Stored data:
--- START ---

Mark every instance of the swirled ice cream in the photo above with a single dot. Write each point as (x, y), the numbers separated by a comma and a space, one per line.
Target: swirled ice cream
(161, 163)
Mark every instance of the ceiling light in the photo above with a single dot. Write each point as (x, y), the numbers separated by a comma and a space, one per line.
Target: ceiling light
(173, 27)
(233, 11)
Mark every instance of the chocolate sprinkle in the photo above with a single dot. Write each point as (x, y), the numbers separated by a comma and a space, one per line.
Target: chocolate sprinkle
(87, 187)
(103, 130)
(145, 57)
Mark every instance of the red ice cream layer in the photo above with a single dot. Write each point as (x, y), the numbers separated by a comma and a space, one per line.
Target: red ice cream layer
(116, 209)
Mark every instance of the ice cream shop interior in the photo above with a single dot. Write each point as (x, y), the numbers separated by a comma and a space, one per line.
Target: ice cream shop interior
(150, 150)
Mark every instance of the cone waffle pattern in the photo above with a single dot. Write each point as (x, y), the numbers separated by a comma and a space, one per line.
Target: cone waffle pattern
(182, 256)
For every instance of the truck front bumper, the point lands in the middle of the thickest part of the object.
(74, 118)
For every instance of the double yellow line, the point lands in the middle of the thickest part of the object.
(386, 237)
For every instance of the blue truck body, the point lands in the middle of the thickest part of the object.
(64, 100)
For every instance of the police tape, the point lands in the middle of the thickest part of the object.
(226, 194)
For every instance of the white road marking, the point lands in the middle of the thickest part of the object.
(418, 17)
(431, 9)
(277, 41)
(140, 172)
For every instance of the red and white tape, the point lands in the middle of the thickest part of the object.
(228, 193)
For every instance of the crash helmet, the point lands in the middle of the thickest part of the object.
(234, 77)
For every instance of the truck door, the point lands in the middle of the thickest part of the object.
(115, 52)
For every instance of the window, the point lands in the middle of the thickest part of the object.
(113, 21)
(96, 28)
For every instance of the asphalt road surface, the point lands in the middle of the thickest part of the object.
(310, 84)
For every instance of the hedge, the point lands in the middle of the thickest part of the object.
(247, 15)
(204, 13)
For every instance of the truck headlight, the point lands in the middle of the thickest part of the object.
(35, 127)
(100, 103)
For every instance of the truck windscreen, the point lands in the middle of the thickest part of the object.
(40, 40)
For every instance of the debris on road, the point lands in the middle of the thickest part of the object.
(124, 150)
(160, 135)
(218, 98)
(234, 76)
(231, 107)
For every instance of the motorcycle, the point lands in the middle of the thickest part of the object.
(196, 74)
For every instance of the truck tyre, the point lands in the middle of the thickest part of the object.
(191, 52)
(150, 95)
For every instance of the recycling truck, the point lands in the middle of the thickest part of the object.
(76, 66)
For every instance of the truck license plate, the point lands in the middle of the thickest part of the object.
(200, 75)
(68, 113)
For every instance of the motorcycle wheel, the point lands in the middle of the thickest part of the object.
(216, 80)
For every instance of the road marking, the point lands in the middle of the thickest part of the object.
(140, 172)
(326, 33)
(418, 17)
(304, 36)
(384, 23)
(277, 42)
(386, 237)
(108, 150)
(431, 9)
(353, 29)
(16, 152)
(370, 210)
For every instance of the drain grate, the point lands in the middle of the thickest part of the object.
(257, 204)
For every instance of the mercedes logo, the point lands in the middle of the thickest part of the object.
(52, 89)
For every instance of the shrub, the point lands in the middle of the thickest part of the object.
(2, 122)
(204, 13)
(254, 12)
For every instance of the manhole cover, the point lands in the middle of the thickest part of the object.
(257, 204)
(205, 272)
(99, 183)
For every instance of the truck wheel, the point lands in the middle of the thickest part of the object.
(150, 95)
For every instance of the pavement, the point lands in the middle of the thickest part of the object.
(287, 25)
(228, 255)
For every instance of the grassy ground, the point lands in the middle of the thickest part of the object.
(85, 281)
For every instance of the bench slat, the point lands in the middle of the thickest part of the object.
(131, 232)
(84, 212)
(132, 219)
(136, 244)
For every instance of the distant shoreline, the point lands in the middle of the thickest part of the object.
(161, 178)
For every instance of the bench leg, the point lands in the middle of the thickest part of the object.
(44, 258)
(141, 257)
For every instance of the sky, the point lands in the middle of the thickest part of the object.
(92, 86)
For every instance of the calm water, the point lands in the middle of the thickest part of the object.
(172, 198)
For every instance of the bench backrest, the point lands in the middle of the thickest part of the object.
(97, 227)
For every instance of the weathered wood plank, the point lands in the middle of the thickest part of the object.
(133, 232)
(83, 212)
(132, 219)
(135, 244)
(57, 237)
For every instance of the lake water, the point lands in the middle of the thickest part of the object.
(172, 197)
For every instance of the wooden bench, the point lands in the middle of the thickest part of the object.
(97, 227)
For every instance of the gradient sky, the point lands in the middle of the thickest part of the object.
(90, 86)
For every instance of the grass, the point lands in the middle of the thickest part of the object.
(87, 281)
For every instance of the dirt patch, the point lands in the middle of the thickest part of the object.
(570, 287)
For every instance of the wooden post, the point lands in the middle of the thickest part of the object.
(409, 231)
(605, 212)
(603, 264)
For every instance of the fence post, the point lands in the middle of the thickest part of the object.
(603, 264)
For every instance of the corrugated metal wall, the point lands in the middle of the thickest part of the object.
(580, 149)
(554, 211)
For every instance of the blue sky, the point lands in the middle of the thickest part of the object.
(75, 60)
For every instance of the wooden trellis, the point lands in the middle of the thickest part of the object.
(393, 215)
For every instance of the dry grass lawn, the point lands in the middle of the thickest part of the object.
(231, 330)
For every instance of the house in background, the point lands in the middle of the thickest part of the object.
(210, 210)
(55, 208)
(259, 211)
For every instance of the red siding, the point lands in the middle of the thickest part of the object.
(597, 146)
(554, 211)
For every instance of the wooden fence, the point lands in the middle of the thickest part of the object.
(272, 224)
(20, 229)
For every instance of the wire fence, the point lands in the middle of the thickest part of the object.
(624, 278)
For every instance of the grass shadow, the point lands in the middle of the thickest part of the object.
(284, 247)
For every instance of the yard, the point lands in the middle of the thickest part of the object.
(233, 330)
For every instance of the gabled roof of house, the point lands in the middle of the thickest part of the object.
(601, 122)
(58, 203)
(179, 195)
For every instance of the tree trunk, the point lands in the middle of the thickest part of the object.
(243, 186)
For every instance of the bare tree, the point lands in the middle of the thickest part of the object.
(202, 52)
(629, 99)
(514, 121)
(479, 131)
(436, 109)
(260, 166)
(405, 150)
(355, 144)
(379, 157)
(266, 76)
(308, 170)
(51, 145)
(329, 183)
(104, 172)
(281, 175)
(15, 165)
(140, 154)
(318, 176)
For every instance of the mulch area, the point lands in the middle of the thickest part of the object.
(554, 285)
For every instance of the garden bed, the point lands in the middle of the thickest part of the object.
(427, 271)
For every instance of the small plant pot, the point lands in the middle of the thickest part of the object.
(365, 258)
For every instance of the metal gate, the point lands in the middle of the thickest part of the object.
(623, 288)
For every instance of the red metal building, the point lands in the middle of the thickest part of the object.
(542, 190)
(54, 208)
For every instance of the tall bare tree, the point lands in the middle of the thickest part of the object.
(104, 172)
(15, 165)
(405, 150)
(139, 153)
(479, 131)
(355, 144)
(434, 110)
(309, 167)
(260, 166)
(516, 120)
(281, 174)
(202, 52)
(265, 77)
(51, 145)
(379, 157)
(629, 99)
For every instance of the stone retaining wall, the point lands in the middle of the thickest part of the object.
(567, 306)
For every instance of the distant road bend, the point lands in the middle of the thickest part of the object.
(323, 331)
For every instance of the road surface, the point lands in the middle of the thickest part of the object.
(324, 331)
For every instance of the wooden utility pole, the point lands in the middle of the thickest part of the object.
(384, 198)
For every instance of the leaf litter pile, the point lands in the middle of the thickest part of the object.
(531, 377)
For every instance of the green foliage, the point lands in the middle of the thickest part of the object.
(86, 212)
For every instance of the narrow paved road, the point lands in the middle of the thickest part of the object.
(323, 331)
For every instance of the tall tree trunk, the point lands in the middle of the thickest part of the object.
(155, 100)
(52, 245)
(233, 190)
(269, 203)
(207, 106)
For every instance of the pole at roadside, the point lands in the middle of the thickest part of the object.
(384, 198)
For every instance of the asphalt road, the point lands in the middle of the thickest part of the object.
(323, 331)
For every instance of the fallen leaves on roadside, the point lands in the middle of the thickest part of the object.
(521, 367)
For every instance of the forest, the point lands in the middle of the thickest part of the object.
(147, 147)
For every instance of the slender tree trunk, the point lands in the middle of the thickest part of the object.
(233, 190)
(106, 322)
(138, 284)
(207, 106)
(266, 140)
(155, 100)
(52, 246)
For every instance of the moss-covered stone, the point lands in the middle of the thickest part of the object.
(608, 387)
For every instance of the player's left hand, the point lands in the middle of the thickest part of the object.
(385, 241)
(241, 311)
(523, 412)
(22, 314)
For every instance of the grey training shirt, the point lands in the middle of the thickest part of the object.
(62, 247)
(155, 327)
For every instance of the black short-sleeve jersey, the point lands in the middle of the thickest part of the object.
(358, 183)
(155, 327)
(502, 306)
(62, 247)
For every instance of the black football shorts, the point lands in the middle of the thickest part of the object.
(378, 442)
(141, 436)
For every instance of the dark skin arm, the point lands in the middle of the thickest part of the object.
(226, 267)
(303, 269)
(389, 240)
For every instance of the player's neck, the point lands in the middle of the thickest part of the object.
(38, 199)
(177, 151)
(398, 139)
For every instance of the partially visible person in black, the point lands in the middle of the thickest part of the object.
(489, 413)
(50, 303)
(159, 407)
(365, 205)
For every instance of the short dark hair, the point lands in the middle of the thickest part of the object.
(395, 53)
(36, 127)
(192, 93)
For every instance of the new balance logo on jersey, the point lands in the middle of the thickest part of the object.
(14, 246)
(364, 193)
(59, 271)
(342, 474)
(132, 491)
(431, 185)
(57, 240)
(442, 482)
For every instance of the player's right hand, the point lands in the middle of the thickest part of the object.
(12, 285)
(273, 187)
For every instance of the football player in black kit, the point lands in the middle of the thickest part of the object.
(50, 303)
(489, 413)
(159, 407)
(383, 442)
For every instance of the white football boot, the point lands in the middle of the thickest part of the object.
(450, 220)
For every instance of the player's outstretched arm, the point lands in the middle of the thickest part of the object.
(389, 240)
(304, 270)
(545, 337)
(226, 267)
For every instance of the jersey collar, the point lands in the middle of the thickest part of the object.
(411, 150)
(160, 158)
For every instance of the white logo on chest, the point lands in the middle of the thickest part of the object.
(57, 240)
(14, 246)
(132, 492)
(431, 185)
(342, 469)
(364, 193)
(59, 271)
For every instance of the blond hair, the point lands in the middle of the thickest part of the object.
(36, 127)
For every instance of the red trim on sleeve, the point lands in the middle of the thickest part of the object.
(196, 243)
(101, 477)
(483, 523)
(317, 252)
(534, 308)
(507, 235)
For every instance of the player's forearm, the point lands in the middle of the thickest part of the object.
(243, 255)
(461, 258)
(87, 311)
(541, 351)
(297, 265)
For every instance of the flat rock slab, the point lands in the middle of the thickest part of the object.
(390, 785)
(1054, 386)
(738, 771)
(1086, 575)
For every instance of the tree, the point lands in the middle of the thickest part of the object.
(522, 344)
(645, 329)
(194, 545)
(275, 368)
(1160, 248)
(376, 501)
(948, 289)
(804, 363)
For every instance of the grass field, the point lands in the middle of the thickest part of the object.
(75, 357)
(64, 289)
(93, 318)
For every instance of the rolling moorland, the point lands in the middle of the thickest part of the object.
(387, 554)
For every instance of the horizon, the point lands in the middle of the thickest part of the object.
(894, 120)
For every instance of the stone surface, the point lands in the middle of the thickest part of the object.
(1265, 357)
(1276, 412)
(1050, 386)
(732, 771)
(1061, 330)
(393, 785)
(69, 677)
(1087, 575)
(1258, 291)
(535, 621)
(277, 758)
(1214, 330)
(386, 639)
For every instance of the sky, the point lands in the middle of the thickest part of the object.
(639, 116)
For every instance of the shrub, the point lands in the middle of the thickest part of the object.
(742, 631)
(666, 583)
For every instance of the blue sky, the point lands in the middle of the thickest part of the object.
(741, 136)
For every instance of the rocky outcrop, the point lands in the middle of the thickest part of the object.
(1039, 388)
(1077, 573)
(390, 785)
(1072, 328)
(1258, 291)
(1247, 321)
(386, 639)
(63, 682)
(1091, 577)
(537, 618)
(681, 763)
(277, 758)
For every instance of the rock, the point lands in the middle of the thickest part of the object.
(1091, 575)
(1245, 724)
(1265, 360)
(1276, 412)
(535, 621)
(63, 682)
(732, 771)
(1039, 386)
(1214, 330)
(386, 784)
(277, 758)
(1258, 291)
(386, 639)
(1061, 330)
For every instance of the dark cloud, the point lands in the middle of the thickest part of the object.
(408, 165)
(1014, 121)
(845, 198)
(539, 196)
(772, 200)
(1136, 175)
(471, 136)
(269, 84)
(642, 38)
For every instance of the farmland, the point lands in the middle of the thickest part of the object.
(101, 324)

--- END ---

▶ **Task objective**
Respond with a number only, the count of lines in the entries where the string "photo" occurs.

▶ **Solution to the exercise**
6